Top of Source material
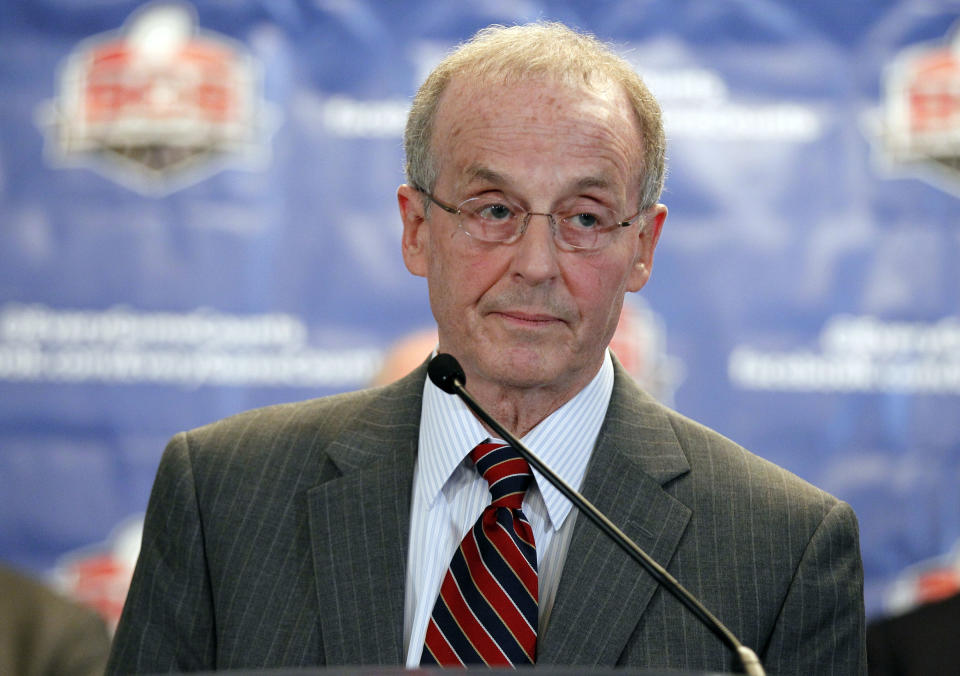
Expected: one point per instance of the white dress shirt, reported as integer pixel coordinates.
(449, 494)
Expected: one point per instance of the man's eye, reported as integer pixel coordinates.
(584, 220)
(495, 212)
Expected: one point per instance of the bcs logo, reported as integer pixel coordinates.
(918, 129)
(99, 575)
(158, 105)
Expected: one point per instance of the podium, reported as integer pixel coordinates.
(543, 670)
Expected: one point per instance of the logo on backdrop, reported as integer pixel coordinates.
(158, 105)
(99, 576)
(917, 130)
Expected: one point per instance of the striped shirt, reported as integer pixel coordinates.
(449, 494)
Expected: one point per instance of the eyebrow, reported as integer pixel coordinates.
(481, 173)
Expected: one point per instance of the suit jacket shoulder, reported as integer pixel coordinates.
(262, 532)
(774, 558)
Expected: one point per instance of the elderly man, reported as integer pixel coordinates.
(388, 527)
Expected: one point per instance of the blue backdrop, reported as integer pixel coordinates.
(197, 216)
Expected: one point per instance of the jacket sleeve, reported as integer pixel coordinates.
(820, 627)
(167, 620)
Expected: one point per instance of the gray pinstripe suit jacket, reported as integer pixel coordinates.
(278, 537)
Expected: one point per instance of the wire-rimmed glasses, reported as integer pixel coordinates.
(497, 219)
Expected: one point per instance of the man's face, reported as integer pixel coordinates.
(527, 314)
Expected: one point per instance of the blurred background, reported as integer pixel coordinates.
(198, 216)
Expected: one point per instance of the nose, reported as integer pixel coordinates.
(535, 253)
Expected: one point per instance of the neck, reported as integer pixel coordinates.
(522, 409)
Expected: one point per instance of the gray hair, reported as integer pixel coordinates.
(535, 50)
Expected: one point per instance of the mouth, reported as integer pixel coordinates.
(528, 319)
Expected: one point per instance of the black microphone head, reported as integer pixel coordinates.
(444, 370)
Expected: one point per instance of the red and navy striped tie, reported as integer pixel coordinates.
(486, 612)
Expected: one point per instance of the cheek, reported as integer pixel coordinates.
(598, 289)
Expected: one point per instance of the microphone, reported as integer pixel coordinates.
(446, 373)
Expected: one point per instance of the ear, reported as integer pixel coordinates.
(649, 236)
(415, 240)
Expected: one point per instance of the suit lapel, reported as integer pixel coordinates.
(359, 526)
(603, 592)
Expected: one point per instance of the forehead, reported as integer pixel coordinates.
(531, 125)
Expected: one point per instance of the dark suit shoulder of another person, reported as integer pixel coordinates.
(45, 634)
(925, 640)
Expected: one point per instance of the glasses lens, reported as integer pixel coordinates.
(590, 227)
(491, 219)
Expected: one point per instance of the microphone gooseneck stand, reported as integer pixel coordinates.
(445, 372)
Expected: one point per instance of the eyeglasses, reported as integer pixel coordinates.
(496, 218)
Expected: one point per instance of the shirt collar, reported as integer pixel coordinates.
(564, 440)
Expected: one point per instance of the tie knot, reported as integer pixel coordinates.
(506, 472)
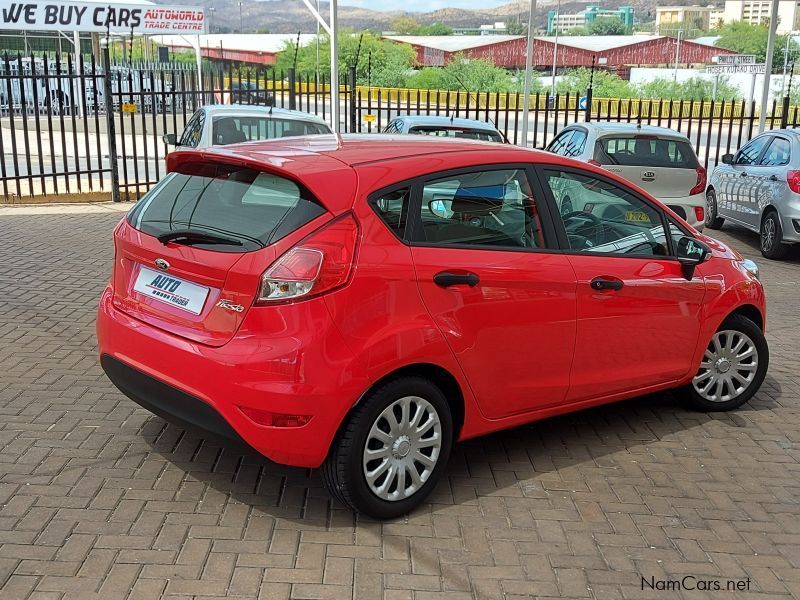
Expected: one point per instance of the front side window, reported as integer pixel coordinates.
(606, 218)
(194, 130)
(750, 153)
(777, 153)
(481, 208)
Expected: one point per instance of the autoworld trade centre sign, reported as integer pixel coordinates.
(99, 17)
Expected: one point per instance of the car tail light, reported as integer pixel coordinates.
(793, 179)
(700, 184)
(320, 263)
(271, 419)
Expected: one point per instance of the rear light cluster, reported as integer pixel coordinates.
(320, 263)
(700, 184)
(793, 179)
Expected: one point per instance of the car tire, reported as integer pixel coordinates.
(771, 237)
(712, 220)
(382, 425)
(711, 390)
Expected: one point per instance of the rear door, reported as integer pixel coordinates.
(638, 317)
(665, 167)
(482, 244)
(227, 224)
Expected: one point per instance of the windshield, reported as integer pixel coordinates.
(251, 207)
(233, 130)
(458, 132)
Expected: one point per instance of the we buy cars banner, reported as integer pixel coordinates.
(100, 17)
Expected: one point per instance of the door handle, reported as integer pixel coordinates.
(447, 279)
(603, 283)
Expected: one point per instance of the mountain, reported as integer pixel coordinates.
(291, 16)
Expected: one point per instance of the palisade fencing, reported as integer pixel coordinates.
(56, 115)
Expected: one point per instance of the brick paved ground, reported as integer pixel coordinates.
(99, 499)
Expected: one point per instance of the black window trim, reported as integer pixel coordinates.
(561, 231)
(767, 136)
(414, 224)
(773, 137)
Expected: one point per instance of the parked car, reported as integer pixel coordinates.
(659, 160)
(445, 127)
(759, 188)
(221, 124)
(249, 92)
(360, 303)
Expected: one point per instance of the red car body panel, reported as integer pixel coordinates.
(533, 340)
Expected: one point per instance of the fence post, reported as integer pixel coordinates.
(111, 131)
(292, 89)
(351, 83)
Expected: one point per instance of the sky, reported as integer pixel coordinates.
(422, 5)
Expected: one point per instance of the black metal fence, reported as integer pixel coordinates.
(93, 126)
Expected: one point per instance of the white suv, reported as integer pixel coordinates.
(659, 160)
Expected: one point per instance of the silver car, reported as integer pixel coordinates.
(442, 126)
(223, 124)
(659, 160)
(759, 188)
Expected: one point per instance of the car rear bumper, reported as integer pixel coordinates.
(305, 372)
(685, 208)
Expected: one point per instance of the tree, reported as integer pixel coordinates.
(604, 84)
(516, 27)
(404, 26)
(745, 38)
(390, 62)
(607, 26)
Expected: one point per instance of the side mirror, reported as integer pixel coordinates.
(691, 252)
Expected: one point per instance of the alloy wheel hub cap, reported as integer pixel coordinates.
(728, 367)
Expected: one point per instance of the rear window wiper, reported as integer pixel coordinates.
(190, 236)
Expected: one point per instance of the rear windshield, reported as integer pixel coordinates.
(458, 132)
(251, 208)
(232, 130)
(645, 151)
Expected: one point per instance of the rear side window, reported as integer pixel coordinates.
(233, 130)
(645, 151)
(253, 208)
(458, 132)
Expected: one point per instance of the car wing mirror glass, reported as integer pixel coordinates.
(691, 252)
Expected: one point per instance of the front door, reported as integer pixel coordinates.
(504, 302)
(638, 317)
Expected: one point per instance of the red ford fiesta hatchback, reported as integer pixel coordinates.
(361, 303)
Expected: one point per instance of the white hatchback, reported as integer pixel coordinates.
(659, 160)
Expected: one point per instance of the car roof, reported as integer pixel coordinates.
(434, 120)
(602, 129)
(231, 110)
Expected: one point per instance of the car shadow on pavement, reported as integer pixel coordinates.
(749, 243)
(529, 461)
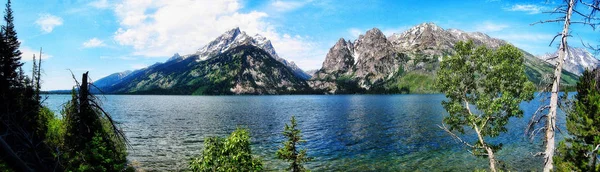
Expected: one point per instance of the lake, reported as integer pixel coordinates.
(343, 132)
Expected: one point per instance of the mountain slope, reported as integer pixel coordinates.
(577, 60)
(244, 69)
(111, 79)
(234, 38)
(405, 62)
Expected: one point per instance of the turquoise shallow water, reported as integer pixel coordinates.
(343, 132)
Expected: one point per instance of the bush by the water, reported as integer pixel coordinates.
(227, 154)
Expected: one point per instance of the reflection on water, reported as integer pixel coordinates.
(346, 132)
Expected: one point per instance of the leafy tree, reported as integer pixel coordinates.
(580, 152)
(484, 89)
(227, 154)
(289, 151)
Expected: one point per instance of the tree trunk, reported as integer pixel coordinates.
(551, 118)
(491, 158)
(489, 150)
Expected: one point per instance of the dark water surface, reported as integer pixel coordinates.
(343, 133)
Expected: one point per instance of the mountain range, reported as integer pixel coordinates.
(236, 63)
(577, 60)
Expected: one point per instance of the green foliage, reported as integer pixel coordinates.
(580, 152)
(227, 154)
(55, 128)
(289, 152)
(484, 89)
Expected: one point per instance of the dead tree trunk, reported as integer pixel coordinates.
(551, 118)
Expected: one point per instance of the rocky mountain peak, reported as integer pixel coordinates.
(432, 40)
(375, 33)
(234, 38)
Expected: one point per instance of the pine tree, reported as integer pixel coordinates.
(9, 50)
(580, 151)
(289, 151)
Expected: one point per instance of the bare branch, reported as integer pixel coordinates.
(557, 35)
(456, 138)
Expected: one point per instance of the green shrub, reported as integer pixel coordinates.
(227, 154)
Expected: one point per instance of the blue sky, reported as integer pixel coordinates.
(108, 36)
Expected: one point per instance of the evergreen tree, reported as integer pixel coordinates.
Bottom of Source material
Aim of the exercise — Each line from the one that contains "Expected: one point per instance of the leafy" to the end of the data should be set down exactly, both ends included.

Result of this exercise —
Expected: one point per instance of the leafy tree, reported as integer pixel coordinates.
(580, 152)
(484, 89)
(227, 154)
(289, 151)
Expected: one point per instance of the tree trunk, reported as integer pixel coordinates.
(551, 118)
(491, 158)
(489, 150)
Expected: one point per instance of the dark water surface, reported as integer pixel coordinates.
(343, 133)
Expected: one point per instance of the mountain range, reported as integer pixel coordinates.
(236, 63)
(577, 60)
Expected: one point per instance of the green foliage, reported as integer pixel coordinates.
(580, 152)
(227, 154)
(55, 128)
(289, 152)
(484, 89)
Expected: one point per instance of the dead tree trunk, reported as integer pixel coordinates.
(551, 118)
Expected: one point per instance of the rocky mountain peak, reported as integer pixel coordinates.
(432, 40)
(375, 33)
(234, 38)
Expected: one point per instance of the pine tree, reported as integer pixel coordinates.
(9, 50)
(580, 151)
(289, 151)
Expected: one point per instance of the bare branch, reported as integer pixel coordinates.
(557, 35)
(456, 138)
Expected: one point per instance of the green shrub, reported as integer pixel coordinates.
(227, 154)
Expected: one point per instance of the blue sky, reported as integer pixel coordinates.
(108, 36)
Expected: one point per instance of the evergreen tree, reported as integer pixel coordinates.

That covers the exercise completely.